■ Page text ■
By Rawlings Otini | March 19th 2020

The insurance industry has been granted more time to implement new regulations meant to improve financial reporting.

The International Accounting Standards Board, based in London, deferred the effective date for implementation of International Financial Reporting Standards (IFRS 17) by two years -to 2023.

The IFRS 17 will force insurance companies to be conservative and slow down premium growth because claims under the new regulations will increase at the onset due to a forward-looking model (much like IFRS 9 with banks).

Additionally, IFRS 17 requires income to only be recognised when the firm receives the premium.

“The board has today decided that the effective date of the standard will be deferred to annual reporting periods beginning on or after January 1, 2023,” said the board in a statement on Tuesday.

Recognise revenue

The standards were to be enforced next year.

Data drawn from a collection
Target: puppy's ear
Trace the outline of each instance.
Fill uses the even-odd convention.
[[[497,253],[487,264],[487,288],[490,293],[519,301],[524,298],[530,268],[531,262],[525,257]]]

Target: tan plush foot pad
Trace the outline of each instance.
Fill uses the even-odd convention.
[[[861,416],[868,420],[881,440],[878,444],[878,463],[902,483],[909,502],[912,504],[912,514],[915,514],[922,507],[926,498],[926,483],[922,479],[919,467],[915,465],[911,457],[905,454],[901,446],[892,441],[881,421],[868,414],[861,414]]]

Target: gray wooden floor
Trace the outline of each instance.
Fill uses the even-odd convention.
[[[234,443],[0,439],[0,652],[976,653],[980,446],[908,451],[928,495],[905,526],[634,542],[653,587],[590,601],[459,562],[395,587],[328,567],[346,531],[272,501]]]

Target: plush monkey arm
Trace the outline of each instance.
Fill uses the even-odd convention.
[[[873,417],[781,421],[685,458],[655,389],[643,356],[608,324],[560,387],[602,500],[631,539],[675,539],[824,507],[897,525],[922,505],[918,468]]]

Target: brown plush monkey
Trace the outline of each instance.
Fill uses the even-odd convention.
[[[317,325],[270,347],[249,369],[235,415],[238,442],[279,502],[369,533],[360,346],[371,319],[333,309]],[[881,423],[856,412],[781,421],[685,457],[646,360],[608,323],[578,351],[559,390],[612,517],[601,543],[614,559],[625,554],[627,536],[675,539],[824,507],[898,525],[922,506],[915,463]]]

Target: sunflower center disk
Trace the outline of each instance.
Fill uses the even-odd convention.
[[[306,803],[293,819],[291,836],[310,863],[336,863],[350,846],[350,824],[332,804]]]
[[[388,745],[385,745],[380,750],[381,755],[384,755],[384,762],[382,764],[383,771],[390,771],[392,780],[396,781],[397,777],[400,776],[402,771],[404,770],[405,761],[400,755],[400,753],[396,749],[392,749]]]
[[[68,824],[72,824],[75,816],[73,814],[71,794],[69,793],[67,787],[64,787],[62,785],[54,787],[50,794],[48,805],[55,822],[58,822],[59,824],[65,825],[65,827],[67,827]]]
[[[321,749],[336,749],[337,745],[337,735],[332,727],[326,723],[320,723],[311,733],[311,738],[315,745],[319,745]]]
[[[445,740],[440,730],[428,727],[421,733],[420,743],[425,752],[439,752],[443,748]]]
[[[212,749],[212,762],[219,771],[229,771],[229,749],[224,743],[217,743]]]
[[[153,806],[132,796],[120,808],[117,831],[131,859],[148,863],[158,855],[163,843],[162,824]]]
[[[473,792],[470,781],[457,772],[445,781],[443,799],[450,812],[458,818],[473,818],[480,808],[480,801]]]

■ Tasks ■
a) In the article on the IFRS 17 deferral, which body put off the standard's effective date?
b) Carry on the article about the IFRS 17 deferral, starting after its final sentence.

■ Solved tasks ■
a) The International Accounting Standards Board, based in London.

b)
“In the past, firms have been able to recognise revenue not already submitted by brokers and agents. We may see a huge write-off in insurance firms’ P&L (profit and loss) as most of the insurance companies already recognised revenue not received,” said Patrick Mumu of Genghis Capital.

Cases of fraud by brokers and agents also make it difficult for insurers to fully realise the premiums paid by customers.

Share prices of listed insurance companies dropped by an average of 20.5 per cent in the 12 months to January 2020.

The hardest hit was CIC Group, whose share value dropped by 36.8 per cent in 2019.

However, investors are expected to have a change of fortune this year with insurance companies having recorded growth in profit in 2019, indicating a positive outlook for their share value.